**Data pulled from a collection:**
===

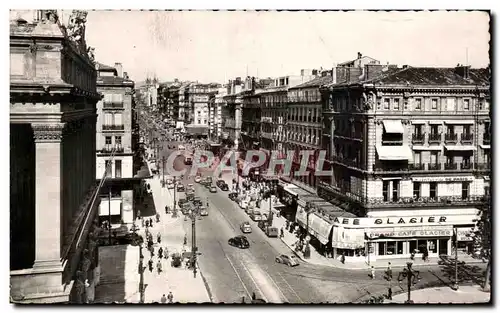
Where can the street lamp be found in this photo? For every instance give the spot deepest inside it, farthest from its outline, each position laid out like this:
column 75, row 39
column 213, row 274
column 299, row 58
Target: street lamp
column 193, row 213
column 412, row 276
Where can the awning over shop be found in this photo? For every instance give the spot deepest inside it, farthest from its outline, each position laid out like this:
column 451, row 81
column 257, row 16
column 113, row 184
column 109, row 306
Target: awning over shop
column 104, row 208
column 348, row 238
column 393, row 126
column 460, row 148
column 197, row 130
column 429, row 148
column 291, row 189
column 460, row 122
column 394, row 153
column 320, row 228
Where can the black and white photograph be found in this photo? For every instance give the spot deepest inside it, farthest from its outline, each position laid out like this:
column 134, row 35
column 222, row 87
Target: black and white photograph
column 178, row 157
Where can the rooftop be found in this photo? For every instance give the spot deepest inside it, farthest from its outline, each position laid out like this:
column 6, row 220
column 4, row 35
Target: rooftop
column 426, row 76
column 316, row 82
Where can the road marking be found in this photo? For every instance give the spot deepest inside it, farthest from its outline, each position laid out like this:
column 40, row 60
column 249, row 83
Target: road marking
column 286, row 282
column 254, row 282
column 238, row 275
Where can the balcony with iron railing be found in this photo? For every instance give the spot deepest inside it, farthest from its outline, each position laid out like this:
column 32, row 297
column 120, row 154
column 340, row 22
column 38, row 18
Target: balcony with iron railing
column 450, row 138
column 467, row 139
column 112, row 127
column 434, row 138
column 418, row 138
column 486, row 138
column 450, row 166
column 112, row 105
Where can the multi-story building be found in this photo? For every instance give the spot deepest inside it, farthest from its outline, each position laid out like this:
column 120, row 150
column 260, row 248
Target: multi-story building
column 410, row 153
column 274, row 112
column 217, row 113
column 304, row 126
column 114, row 144
column 168, row 102
column 200, row 98
column 53, row 190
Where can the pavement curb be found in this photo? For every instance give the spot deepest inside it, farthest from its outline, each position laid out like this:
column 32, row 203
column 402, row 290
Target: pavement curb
column 207, row 286
column 366, row 266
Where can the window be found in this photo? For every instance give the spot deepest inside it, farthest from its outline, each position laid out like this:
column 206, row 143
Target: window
column 385, row 190
column 118, row 168
column 466, row 104
column 108, row 168
column 416, row 190
column 451, row 104
column 465, row 190
column 387, row 104
column 395, row 190
column 434, row 104
column 432, row 190
column 418, row 104
column 396, row 104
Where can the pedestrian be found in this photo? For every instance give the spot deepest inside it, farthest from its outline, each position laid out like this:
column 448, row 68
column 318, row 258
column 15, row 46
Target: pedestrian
column 158, row 266
column 150, row 265
column 389, row 271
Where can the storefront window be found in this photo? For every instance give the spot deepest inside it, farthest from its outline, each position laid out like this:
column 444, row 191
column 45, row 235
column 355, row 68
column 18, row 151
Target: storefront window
column 381, row 248
column 391, row 247
column 432, row 245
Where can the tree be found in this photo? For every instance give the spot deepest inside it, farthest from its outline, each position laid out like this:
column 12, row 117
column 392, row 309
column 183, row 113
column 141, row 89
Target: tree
column 482, row 238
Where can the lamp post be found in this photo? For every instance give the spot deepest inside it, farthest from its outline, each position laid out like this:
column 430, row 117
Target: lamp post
column 412, row 277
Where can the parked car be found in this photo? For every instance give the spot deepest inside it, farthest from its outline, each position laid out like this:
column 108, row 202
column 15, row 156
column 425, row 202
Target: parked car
column 240, row 242
column 256, row 216
column 233, row 196
column 290, row 260
column 246, row 228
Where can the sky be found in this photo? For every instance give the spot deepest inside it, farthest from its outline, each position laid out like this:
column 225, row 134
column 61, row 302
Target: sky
column 217, row 46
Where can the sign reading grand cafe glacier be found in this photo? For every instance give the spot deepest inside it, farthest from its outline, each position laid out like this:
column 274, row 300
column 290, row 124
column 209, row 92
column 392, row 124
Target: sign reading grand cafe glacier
column 393, row 236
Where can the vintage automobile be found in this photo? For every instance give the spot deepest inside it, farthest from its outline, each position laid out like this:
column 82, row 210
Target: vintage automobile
column 246, row 228
column 240, row 242
column 290, row 260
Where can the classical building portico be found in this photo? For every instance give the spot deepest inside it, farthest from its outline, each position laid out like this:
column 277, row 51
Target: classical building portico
column 52, row 157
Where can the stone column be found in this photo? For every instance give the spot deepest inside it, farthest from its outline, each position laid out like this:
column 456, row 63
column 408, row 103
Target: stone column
column 48, row 203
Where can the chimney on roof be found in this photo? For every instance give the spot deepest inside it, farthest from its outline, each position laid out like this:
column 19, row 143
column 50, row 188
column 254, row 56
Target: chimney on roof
column 463, row 71
column 119, row 69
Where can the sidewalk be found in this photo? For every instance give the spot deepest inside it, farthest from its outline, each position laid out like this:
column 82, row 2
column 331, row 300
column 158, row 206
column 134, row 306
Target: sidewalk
column 180, row 281
column 444, row 295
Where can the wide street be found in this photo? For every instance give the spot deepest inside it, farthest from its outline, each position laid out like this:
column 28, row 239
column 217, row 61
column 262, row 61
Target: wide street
column 232, row 273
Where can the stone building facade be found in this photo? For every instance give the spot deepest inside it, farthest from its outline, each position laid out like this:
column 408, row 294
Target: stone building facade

===

**Task goal:**
Reproduce the lines of the listing word for word, starting with the line containing "Where can the wide" and continuing through the end of the listing, both ends included.

**The response:**
Where can the wide street be found in this photo? For every instance give the spot deepest inside it, farthest from its outline, each position laid out like this:
column 28, row 239
column 217, row 61
column 262, row 61
Target: wide street
column 232, row 273
Where can the stone building facade be found in this photo? For every instance give the spot deepest inside it, farthest from its outline, each position laid out like this:
column 408, row 294
Target: stone building facade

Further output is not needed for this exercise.